- _TASK_:
Scan the listing for the word "black" and report every line that contains it.

== DATA TO PROCESS ==

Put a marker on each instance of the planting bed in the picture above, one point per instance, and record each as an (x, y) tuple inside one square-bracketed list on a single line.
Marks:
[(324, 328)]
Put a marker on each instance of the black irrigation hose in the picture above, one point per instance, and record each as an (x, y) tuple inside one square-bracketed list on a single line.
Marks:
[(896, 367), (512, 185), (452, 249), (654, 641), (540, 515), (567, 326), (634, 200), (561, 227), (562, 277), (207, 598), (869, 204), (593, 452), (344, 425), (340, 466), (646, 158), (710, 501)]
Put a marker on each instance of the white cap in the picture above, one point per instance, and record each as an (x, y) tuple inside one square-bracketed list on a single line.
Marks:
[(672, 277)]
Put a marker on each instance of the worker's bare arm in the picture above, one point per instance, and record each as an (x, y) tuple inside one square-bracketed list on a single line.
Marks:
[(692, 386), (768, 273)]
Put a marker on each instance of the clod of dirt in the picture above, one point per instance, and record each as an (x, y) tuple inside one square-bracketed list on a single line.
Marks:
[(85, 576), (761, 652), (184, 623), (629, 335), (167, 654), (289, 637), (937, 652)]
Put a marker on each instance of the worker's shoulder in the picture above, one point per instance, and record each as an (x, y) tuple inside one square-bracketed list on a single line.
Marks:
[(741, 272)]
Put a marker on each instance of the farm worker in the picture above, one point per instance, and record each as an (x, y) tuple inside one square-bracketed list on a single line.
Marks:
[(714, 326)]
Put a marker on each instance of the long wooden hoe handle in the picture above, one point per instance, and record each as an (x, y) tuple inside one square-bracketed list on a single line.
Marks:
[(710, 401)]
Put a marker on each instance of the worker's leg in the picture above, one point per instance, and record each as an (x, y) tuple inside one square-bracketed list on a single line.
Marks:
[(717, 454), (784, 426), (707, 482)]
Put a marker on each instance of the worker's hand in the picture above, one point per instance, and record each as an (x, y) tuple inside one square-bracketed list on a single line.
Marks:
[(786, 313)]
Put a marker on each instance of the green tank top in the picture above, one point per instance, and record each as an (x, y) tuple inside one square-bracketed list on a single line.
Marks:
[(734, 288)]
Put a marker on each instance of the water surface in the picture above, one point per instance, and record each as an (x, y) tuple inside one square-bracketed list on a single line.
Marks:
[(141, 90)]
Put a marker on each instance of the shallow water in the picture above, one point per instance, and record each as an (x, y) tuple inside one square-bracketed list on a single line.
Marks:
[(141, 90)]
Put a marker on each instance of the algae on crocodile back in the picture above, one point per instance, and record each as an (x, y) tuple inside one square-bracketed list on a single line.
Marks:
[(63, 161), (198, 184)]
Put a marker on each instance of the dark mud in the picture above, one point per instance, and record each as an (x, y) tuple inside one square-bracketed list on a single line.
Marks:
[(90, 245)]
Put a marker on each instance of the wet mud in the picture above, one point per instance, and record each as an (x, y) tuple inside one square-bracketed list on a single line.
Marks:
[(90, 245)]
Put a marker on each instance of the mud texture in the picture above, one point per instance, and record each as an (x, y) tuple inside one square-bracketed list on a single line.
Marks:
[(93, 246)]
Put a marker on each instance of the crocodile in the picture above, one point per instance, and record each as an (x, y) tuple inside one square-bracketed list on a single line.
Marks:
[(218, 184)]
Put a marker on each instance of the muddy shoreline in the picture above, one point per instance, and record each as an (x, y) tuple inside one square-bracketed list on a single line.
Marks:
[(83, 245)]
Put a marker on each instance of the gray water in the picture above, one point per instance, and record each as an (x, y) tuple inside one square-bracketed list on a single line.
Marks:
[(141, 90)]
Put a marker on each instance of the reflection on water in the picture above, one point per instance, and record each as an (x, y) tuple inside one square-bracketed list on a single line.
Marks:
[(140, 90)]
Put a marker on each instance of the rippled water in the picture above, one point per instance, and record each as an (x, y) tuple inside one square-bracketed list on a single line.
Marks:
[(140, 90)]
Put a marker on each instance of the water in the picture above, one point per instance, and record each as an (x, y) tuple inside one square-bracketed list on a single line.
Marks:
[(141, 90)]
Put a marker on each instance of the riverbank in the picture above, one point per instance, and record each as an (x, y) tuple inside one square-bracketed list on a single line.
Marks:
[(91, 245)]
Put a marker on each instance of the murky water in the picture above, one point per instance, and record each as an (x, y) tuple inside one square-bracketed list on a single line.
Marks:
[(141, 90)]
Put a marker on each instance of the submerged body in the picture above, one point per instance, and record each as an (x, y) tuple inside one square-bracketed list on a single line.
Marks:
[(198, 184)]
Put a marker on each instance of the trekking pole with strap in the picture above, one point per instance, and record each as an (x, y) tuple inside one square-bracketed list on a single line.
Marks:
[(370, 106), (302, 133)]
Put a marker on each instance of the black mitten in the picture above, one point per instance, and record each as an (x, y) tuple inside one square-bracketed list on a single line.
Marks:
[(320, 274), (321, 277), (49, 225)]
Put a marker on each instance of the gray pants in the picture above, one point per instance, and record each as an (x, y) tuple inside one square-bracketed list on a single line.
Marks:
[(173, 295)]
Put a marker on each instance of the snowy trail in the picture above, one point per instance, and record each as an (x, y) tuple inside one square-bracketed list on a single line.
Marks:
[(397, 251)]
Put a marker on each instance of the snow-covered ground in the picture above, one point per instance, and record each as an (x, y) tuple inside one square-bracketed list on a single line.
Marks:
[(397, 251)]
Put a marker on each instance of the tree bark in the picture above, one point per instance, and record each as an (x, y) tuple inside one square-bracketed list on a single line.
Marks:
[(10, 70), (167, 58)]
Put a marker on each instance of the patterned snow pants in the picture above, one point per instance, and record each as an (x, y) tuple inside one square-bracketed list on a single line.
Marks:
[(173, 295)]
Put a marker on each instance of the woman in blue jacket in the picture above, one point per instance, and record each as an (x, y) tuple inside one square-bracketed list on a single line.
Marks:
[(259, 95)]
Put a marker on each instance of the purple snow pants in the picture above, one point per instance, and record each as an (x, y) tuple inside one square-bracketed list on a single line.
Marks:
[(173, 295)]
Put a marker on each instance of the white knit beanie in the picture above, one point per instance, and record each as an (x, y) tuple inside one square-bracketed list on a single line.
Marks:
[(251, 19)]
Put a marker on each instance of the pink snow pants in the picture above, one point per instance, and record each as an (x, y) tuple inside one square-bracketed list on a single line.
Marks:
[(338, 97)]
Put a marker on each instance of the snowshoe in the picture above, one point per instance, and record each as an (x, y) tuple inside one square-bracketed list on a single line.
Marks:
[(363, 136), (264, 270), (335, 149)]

===

- _RESULT OF THIS EXERCISE_:
Put a marker on each instance of the black irrigation hose in the picture above, one point per instance, and record each as an (x, y) tuple inside one square-bracketed list on a single line.
Put a marker on each instance of the black mitten in the picture above, one point per instance, and record each as an (x, y) tuple inside one square-bracketed list on a single line.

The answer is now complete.